- _TEXTO_:

+ + + +

Esta tendencia innata del hombre se acrecienta enormemente con la cultura actual, dominada por la imagen. Películas, televisión, Internet: todo se basa ahora principalmente en la imagen. Descartes dijo: «Cogito ergo sum», pienso, luego existo; pero hoy se tiende a sustituirlo por «parezco, luego soy». Un famoso moralista ha definido la hipocresía como «el tributo que el vicio paga a la virtud» [2]. Acecha principalmente a las personas piadosas y religiosas. Un rabino del tiempo de Cristo, decía que el 90% de la hipocresía del mundo se encontraba en Jerusalén [3]. El motivo es simple: donde más fuerte es la estima de los valores del espíritu, de la piedad y de la virtud, allí es más fuerte la tentación de aparentarlos para no parecer que se carece de ellos. 

Un peligro viene también de la multitud de ritos que las personas piadosas suelen realizar y de las prescripciones que se han comprometido a cumplir. Si no están acompañados por un continuo esfuerzo de poner en ellos un alma, mediante el amor a Dios y al prójimo, se convierten en cáscaras vacías. «Estas cosas —dice san Pablo hablando de ciertos ritos y prescripciones exteriores— tienen una apariencia de sabiduría, con su aparente religiosidad, humildad y austeridad respecto del cuerpo, pero en realidad nos sirven para satisfacer la carne» (Col 2,23). En este caso, las personas conservan, dice el Apóstol, «la apariencia de la piedad, mientras que han renegado de su fuerza interior» (2 Tim 3,5).

+ + + +

- _DATOS DE ORIGEN_:
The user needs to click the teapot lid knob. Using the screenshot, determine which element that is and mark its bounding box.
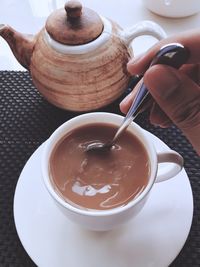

+ + + +

- _CONSIGNA 1_: Reproduce el fragmento del texto sobre la hipocresía que empieza con las palabras "Esta tendencia innata" y concluye con "carece de ellos.".
- _CONSIGNA 2_: Según el texto sobre la hipocresía, ¿por qué acecha este vicio principalmente a las personas piadosas y religiosas? Responde en una a tres oraciones.
- _CONSIGNA 3_: Escribe la continuación del texto sobre la hipocresía a partir de su última oración.

- _RESULTADO DEL EJERCICIO 1_:
Esta tendencia innata del hombre se acrecienta enormemente con la cultura actual, dominada por la imagen. Películas, televisión, Internet: todo se basa ahora principalmente en la imagen. Descartes dijo: «Cogito ergo sum», pienso, luego existo; pero hoy se tiende a sustituirlo por «parezco, luego soy». Un famoso moralista ha definido la hipocresía como «el tributo que el vicio paga a la virtud» [2]. Acecha principalmente a las personas piadosas y religiosas. Un rabino del tiempo de Cristo, decía que el 90% de la hipocresía del mundo se encontraba en Jerusalén [3]. El motivo es simple: donde más fuerte es la estima de los valores del espíritu, de la piedad y de la virtud, allí es más fuerte la tentación de aparentarlos para no parecer que se carece de ellos.

- _RESULTADO DEL EJERCICIO 2_: Porque donde más fuerte es la estima de los valores del espíritu, de la piedad y de la virtud, allí es más fuerte la tentación de aparentarlos. Así se evita parecer que se carece de ellos.

- _RESULTADO DEL EJERCICIO 3_:
Cuando la hipocresía se hace crónica crea, en el matrimonio y en la vida consagrada, la situación de «doble vida»: una pública, evidente, la otra oculta; a menudo una diurna, la otra nocturna. Es el estado espiritual más peligroso para el alma, del cual es muy difícil salir, a menos que intervenga algo desde el exterior rompiendo el muro dentro del cual uno se ha encerrado. Es el estado que Jesús describe con la imagen de los sepulcros blanqueados: «¡Ay de vosotros, escribas y fariseos hipócritas, que os parecéis a los sepulcros blanqueados! Por fuera tienen buena apariencia, pero por dentro están llenos de huesos de muertos y de podredumbre; lo mismo vosotros: por fuera parecéis justos, pero por dentro estáis repletos de hipocresía y crueldad (Mt 23,27-28).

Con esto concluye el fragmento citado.